What is needed here is an exact repetition of the records below, beginning at the line that has "of the white" and stopping after the line that has "Target: pink neon beam".

** Opening STORED DATA block **

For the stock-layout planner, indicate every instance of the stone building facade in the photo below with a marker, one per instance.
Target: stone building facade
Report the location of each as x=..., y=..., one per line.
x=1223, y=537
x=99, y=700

** Closing STORED DATA block **
** Opening STORED DATA block **

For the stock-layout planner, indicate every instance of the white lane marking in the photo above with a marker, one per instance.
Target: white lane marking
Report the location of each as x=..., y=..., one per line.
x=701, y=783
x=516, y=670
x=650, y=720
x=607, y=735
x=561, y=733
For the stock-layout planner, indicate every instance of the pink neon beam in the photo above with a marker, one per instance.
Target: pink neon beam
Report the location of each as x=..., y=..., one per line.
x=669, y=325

** Closing STORED DATA block **

* _ANSWER TO THE PROBLEM_:
For the stock-layout planner, indicate every instance of the white lane marking in the photo above with a marker, one per instance.
Target: white lane marking
Report the location of each as x=..., y=..., one per line.
x=701, y=783
x=516, y=670
x=650, y=720
x=607, y=735
x=561, y=733
For the stock-layout planner, indicate every instance of the pink neon beam in the photo above with a marker, one per instance.
Target: pink neon beam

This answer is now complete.